***** Brano da leggere *****

Nel giugno 1776 Thomas Jefferson, destinato a diventare il terzo presidente degli Stati Uniti, scrisse nel suo diario una frase che il mese successivo sarebbe entrata nella Dichiarazione di Indipendenza: «Riteniamo che queste siano verità auto-evidenti: che tutti gli uomini sono creati uguali; che sono dotati dal loro creatore di diritti inalienabili; che fra questi vi sono la vita, la libertà e la ricerca della felicità».
Dieci anni dopo, John Adams, un altro presidente statunitense, indicò metaforicamente le tappe future di questa ricerca della felicità: «Devo studiare la politica e la guerra in modo che i miei figli abbiano la possibilità di studiare la matematica e la filosofia, la navigazione, il commercio e l’agricoltura, per poter fornire ai loro figli la possibilità di studiare la pittura, la poesia e la musica». E l’America le ha rispettate: si è data una struttura democratica e repubblicana nel Settecento rurale; ha inventato l’organizzazione scientifica del lavoro nell’Ottocento e quella industriale nel Novecento; ha regalato al mondo l’informatica e l’intelligenza artificiale nel Duemila. Costantemente ha inseguito l’«american dream» che, come ha spiegato l’economista Jeremy Rifkin, era fatto di fede in Dio e di fiducia in se stessi, nel duro lavoro, nel sacrificio, nel successo materiale, nella certezza che si può (e si deve) essere felici fin da questa terra.

GLI AMERICANI sono 320 milioni di individui che puntano sul possesso dei beni, sull’etica del lavoro, sul melting pot culturale, sull’entusiasmo, sulla meritocrazia, sull’interclassismo, sul patriottismo. L’85 per cento di loro crede nel paradiso; la metà dei deputati non ha il passaporto; su cento libri pubblicati in America, solo tre sono tradotti da altre lingue. È questa la società di massa che gli Stati Uniti hanno inventato e diffuso, dove a ognuno è promessa la sua dose di uguaglianza, di consumo e di felicità; dove il reddito medio pro-capite è di 53 mila dollari ma gli amministratori delegati (in maggioranza uomini e bianchi) guadagnano 243 volte più di un impiegato; dove i neri e gli ispanici sono svantaggiati in tutto; dove ci sono 44 milioni di poveri; dove 2,3 milioni di cittadini sono in carcere e 4,9 milioni sono soggetti ad altre forme di custodia.

***** Dati *****

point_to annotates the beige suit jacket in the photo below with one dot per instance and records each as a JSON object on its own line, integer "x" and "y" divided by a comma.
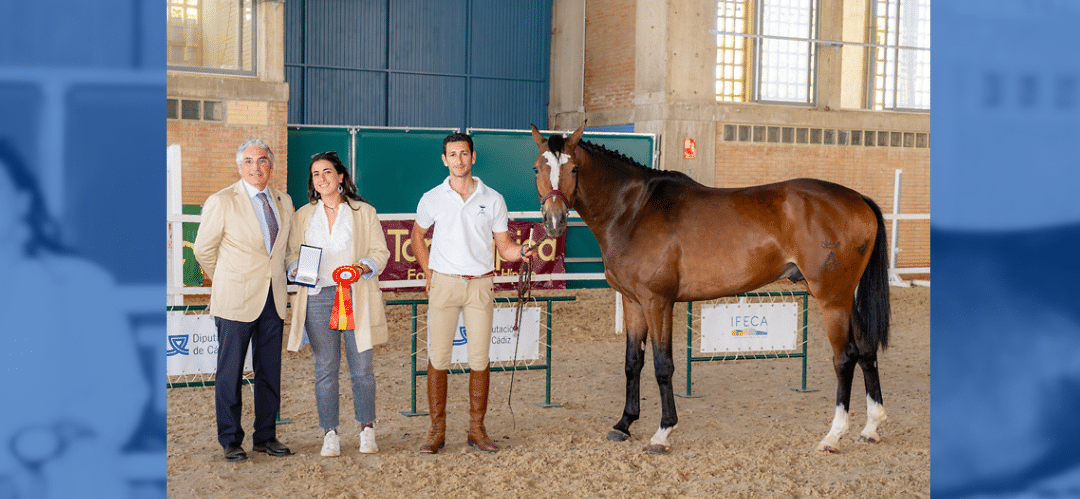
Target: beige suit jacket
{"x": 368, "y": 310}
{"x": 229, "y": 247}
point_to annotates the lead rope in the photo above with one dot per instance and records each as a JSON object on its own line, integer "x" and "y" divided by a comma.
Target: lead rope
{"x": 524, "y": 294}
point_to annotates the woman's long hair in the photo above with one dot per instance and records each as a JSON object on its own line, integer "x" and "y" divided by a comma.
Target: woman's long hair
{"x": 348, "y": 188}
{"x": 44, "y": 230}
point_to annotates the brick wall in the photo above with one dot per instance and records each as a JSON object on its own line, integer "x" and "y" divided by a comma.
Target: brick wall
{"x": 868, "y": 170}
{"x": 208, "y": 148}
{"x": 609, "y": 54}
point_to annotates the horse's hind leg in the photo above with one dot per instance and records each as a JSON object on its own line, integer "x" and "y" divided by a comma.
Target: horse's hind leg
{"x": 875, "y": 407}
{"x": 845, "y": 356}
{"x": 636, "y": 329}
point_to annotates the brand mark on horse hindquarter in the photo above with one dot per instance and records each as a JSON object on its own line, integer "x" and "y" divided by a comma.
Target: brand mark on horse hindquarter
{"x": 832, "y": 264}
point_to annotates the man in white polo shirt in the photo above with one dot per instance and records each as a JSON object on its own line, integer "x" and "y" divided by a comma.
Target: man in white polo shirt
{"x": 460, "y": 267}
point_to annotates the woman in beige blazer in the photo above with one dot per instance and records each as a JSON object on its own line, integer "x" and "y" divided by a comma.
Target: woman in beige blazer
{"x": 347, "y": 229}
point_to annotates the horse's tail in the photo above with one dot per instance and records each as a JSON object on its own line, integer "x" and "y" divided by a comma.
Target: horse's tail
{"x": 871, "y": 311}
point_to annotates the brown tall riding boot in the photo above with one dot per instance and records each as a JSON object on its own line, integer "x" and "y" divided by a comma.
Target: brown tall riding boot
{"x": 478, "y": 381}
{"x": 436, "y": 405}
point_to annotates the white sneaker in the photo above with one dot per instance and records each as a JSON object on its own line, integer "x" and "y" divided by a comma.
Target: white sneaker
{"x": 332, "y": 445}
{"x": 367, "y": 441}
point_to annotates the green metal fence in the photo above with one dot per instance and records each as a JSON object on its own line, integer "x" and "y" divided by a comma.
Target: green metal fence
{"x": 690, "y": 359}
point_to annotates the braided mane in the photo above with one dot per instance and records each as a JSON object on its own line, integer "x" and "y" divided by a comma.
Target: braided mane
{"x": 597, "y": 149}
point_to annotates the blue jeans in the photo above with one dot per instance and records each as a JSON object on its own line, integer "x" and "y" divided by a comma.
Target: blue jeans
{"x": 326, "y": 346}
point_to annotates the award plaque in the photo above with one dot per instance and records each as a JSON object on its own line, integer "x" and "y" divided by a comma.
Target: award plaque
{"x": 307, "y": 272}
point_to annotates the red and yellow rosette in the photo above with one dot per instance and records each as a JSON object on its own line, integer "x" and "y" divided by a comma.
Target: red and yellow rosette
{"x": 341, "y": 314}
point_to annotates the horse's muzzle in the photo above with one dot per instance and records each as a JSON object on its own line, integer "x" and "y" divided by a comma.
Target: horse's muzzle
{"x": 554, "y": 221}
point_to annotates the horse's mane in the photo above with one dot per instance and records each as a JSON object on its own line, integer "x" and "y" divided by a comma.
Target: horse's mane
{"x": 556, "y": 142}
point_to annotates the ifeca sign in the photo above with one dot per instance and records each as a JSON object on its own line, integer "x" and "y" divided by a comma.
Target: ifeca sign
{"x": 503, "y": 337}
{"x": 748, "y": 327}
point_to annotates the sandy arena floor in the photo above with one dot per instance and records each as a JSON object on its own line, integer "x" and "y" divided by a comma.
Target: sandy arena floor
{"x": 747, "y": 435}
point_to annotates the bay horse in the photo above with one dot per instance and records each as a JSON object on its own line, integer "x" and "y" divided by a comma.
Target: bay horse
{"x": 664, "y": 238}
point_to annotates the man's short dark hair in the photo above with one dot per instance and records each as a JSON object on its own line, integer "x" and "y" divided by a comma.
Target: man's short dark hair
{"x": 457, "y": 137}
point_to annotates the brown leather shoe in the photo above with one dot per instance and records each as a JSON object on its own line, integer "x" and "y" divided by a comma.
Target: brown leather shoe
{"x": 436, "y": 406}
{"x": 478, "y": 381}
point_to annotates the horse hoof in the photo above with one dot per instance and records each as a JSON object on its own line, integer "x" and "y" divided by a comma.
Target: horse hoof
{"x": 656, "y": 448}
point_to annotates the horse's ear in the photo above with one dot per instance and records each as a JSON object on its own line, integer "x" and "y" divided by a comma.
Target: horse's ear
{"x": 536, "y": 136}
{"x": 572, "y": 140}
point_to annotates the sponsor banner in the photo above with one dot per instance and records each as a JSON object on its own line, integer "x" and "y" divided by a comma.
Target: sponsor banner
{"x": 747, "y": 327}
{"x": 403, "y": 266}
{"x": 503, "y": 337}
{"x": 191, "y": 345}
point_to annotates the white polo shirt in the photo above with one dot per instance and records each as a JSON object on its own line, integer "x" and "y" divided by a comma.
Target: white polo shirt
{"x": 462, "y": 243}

*****

**Esercizio:**
Nel brano sul sogno americano, quante volte più di un impiegato guadagnano gli amministratori delegati?

**Soluzione:**
243 volte di più.